Prompt
Look over the listing below and say how many of its lines include the string "panel"; give no more than that number.

Data for this task

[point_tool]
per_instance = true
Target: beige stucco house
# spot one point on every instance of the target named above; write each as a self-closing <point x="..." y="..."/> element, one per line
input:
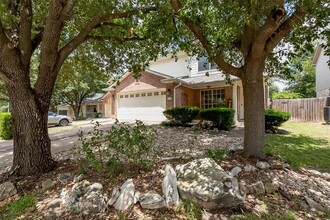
<point x="170" y="82"/>
<point x="322" y="72"/>
<point x="99" y="103"/>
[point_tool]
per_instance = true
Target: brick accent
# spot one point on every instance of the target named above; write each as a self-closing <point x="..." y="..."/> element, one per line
<point x="194" y="95"/>
<point x="147" y="78"/>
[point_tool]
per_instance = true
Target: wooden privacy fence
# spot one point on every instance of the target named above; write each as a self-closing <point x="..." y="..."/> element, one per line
<point x="311" y="109"/>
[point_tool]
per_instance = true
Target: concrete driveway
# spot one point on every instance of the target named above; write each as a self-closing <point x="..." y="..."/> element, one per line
<point x="62" y="138"/>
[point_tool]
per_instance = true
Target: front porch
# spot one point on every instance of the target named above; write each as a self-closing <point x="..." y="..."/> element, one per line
<point x="211" y="95"/>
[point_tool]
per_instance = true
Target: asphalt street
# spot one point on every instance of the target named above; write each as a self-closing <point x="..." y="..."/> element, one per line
<point x="61" y="140"/>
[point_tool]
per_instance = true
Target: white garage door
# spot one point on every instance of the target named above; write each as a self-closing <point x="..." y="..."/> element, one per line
<point x="145" y="106"/>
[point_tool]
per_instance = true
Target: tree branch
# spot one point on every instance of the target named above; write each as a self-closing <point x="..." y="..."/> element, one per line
<point x="95" y="22"/>
<point x="295" y="19"/>
<point x="3" y="38"/>
<point x="24" y="40"/>
<point x="36" y="41"/>
<point x="198" y="32"/>
<point x="57" y="13"/>
<point x="273" y="21"/>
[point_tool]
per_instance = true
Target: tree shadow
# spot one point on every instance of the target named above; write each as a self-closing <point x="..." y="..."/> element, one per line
<point x="300" y="150"/>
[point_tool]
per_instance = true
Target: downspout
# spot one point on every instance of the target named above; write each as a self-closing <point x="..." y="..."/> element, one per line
<point x="174" y="94"/>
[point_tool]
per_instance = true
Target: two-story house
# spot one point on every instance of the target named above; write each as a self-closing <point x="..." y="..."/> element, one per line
<point x="169" y="83"/>
<point x="322" y="72"/>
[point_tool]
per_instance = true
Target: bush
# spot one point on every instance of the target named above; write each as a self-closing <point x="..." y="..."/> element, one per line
<point x="221" y="118"/>
<point x="123" y="144"/>
<point x="274" y="118"/>
<point x="181" y="115"/>
<point x="6" y="126"/>
<point x="287" y="95"/>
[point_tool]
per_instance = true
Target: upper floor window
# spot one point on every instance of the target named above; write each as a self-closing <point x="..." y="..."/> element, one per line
<point x="204" y="64"/>
<point x="212" y="98"/>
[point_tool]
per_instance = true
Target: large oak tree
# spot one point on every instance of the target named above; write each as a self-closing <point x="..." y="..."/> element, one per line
<point x="51" y="31"/>
<point x="245" y="39"/>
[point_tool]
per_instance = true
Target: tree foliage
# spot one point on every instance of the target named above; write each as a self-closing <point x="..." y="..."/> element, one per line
<point x="249" y="38"/>
<point x="80" y="77"/>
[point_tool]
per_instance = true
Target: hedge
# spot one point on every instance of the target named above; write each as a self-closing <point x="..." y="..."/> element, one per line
<point x="274" y="118"/>
<point x="181" y="115"/>
<point x="221" y="118"/>
<point x="6" y="126"/>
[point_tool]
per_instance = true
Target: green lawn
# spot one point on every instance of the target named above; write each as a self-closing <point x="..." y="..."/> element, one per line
<point x="305" y="145"/>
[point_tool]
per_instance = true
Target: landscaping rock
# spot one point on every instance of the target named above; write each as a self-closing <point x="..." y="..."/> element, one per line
<point x="263" y="165"/>
<point x="64" y="177"/>
<point x="205" y="183"/>
<point x="126" y="199"/>
<point x="84" y="197"/>
<point x="7" y="190"/>
<point x="269" y="188"/>
<point x="47" y="184"/>
<point x="235" y="171"/>
<point x="257" y="188"/>
<point x="249" y="168"/>
<point x="170" y="187"/>
<point x="114" y="196"/>
<point x="314" y="205"/>
<point x="151" y="200"/>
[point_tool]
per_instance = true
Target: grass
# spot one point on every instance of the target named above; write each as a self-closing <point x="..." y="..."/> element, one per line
<point x="17" y="207"/>
<point x="289" y="215"/>
<point x="190" y="210"/>
<point x="305" y="145"/>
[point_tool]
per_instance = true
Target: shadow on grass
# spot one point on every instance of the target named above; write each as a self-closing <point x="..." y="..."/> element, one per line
<point x="300" y="150"/>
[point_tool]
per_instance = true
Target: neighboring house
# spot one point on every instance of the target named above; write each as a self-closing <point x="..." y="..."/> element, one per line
<point x="322" y="72"/>
<point x="99" y="103"/>
<point x="169" y="83"/>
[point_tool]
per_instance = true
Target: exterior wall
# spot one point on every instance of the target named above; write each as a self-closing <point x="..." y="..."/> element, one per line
<point x="194" y="95"/>
<point x="147" y="78"/>
<point x="322" y="73"/>
<point x="323" y="93"/>
<point x="169" y="66"/>
<point x="66" y="108"/>
<point x="107" y="105"/>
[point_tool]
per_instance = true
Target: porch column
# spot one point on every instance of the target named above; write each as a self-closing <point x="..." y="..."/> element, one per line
<point x="234" y="102"/>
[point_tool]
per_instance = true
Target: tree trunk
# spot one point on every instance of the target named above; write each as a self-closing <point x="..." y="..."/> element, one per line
<point x="254" y="116"/>
<point x="32" y="146"/>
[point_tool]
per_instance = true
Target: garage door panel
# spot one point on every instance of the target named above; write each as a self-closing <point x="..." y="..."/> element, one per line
<point x="148" y="108"/>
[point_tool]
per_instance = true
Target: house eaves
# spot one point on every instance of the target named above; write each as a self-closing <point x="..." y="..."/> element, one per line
<point x="317" y="54"/>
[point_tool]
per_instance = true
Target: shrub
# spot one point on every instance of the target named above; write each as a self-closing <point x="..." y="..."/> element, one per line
<point x="221" y="118"/>
<point x="274" y="118"/>
<point x="181" y="115"/>
<point x="122" y="144"/>
<point x="6" y="126"/>
<point x="287" y="95"/>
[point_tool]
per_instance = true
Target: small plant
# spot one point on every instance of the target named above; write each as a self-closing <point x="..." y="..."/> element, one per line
<point x="274" y="119"/>
<point x="6" y="126"/>
<point x="190" y="210"/>
<point x="221" y="118"/>
<point x="217" y="155"/>
<point x="123" y="145"/>
<point x="181" y="115"/>
<point x="19" y="206"/>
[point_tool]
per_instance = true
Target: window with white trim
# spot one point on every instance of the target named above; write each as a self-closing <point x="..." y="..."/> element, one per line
<point x="204" y="64"/>
<point x="212" y="98"/>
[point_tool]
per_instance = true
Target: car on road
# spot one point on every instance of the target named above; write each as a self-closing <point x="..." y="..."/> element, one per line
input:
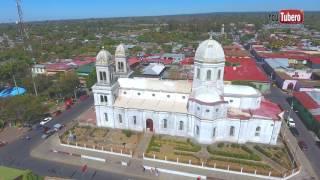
<point x="58" y="126"/>
<point x="291" y="122"/>
<point x="48" y="134"/>
<point x="3" y="143"/>
<point x="294" y="131"/>
<point x="45" y="120"/>
<point x="303" y="146"/>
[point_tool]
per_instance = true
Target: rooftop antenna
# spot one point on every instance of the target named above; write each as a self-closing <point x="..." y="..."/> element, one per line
<point x="24" y="36"/>
<point x="210" y="34"/>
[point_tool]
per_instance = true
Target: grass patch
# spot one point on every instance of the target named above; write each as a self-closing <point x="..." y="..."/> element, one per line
<point x="127" y="132"/>
<point x="249" y="155"/>
<point x="260" y="149"/>
<point x="241" y="162"/>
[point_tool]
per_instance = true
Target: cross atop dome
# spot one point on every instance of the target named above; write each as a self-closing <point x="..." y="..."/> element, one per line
<point x="210" y="34"/>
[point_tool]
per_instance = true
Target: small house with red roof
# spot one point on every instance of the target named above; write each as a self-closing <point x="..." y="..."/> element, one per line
<point x="244" y="70"/>
<point x="307" y="105"/>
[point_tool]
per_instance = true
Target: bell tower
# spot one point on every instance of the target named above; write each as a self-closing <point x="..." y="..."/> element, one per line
<point x="122" y="68"/>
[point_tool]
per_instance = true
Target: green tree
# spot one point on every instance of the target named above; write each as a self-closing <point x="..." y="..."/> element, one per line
<point x="23" y="109"/>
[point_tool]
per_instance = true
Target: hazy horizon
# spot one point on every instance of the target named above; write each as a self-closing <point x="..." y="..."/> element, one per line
<point x="37" y="10"/>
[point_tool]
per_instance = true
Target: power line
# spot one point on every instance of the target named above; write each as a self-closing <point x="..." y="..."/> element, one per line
<point x="25" y="37"/>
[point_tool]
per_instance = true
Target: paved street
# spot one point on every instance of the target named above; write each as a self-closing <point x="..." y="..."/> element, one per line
<point x="17" y="154"/>
<point x="313" y="151"/>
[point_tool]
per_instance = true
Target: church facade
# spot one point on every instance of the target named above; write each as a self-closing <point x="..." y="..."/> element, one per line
<point x="204" y="109"/>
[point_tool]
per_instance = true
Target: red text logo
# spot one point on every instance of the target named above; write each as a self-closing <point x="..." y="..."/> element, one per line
<point x="291" y="16"/>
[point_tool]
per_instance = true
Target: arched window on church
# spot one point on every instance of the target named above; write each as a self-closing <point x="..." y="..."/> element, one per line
<point x="214" y="132"/>
<point x="197" y="130"/>
<point x="209" y="75"/>
<point x="231" y="133"/>
<point x="165" y="123"/>
<point x="258" y="129"/>
<point x="181" y="125"/>
<point x="198" y="73"/>
<point x="219" y="74"/>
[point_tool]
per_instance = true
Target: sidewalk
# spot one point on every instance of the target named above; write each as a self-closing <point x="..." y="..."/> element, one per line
<point x="113" y="163"/>
<point x="10" y="134"/>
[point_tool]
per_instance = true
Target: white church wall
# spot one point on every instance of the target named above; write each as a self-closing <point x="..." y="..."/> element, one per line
<point x="233" y="101"/>
<point x="135" y="120"/>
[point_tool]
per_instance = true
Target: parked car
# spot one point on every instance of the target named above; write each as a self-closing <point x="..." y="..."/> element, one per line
<point x="48" y="134"/>
<point x="294" y="131"/>
<point x="57" y="113"/>
<point x="45" y="120"/>
<point x="303" y="146"/>
<point x="3" y="143"/>
<point x="291" y="122"/>
<point x="45" y="129"/>
<point x="58" y="126"/>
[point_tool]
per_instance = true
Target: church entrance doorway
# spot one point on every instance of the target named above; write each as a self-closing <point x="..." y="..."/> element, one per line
<point x="149" y="124"/>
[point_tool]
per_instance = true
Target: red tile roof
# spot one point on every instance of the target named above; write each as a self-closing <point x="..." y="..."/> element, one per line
<point x="314" y="60"/>
<point x="306" y="100"/>
<point x="246" y="71"/>
<point x="186" y="61"/>
<point x="267" y="109"/>
<point x="133" y="61"/>
<point x="57" y="67"/>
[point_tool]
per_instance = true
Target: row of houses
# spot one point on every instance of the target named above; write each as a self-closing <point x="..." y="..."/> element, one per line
<point x="83" y="66"/>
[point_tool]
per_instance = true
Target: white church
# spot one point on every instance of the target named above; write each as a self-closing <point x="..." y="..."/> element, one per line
<point x="204" y="109"/>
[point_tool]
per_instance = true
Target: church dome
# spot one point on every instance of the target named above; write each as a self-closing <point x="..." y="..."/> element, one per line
<point x="120" y="51"/>
<point x="210" y="51"/>
<point x="103" y="57"/>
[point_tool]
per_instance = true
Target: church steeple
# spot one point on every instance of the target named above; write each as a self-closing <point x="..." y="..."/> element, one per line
<point x="209" y="65"/>
<point x="104" y="67"/>
<point x="122" y="68"/>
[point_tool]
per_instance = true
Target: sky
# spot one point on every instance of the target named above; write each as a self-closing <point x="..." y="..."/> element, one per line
<point x="37" y="10"/>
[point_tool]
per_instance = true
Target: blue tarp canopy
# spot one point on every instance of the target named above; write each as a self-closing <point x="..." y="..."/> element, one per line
<point x="13" y="91"/>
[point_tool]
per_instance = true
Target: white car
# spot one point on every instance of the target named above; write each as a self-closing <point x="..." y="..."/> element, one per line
<point x="291" y="122"/>
<point x="45" y="120"/>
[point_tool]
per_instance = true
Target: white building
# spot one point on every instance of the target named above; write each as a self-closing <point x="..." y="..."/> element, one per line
<point x="38" y="69"/>
<point x="205" y="109"/>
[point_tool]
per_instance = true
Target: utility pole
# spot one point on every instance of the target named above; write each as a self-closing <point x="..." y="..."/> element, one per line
<point x="25" y="37"/>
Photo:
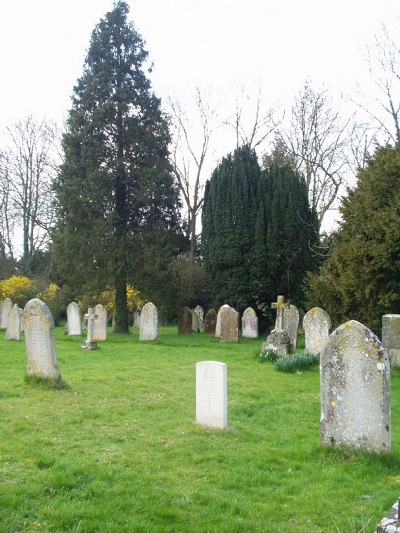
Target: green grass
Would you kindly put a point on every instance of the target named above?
(117, 447)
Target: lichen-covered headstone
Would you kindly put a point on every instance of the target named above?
(211, 394)
(148, 322)
(316, 325)
(74, 319)
(250, 324)
(14, 324)
(210, 321)
(38, 326)
(100, 324)
(355, 390)
(391, 337)
(5, 309)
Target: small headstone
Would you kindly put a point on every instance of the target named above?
(250, 324)
(100, 324)
(355, 390)
(74, 319)
(148, 322)
(210, 321)
(14, 324)
(185, 321)
(90, 320)
(316, 325)
(5, 309)
(38, 326)
(391, 337)
(229, 325)
(211, 394)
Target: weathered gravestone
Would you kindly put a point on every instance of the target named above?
(38, 326)
(5, 309)
(291, 324)
(14, 324)
(210, 321)
(355, 390)
(211, 394)
(74, 319)
(148, 322)
(250, 324)
(316, 326)
(100, 324)
(391, 337)
(185, 321)
(90, 320)
(229, 324)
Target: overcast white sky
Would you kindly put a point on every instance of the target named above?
(208, 43)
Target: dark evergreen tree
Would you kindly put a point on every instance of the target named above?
(116, 198)
(360, 280)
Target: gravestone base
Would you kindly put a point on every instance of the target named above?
(391, 523)
(90, 345)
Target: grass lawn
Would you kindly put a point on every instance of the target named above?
(119, 450)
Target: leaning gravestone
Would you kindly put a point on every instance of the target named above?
(211, 394)
(100, 324)
(210, 321)
(5, 309)
(14, 324)
(185, 321)
(74, 319)
(355, 390)
(391, 337)
(148, 322)
(316, 325)
(38, 325)
(229, 325)
(250, 324)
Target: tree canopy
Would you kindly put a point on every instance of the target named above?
(117, 201)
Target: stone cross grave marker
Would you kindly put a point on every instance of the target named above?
(316, 325)
(90, 320)
(250, 324)
(100, 324)
(391, 337)
(211, 394)
(38, 326)
(148, 322)
(14, 324)
(355, 390)
(74, 319)
(5, 309)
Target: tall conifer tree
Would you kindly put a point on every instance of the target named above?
(115, 184)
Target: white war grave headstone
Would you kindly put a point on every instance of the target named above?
(14, 324)
(148, 330)
(212, 394)
(38, 326)
(355, 390)
(391, 337)
(74, 319)
(90, 320)
(250, 324)
(100, 324)
(316, 326)
(5, 309)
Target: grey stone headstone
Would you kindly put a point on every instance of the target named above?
(100, 324)
(38, 326)
(74, 319)
(14, 324)
(355, 390)
(391, 337)
(250, 324)
(316, 325)
(148, 322)
(211, 394)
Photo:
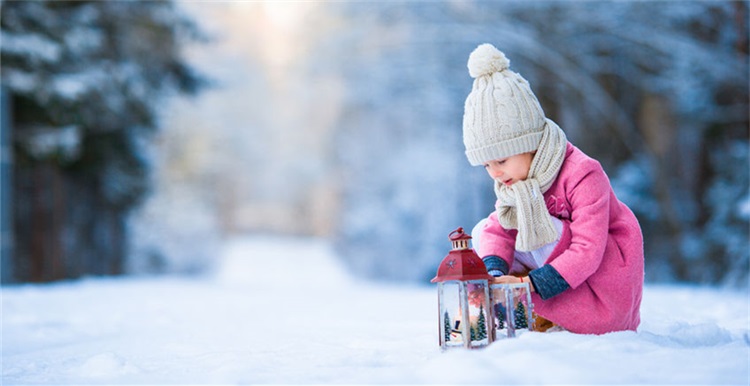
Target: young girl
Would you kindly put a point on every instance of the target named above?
(557, 224)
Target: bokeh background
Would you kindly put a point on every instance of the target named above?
(138, 136)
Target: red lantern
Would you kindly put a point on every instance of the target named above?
(463, 296)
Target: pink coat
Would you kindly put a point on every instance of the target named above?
(600, 254)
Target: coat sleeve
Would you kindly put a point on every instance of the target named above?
(588, 191)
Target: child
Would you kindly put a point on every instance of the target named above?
(557, 224)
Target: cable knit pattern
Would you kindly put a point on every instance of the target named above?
(521, 205)
(502, 116)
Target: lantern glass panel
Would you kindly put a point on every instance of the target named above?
(511, 309)
(451, 314)
(478, 302)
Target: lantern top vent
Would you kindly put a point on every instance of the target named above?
(462, 263)
(459, 239)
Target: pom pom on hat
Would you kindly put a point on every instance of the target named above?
(502, 117)
(485, 60)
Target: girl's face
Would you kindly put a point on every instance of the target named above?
(510, 170)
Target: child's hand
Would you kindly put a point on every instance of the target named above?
(506, 279)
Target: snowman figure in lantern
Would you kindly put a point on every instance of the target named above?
(470, 308)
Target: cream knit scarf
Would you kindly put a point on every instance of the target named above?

Expected output
2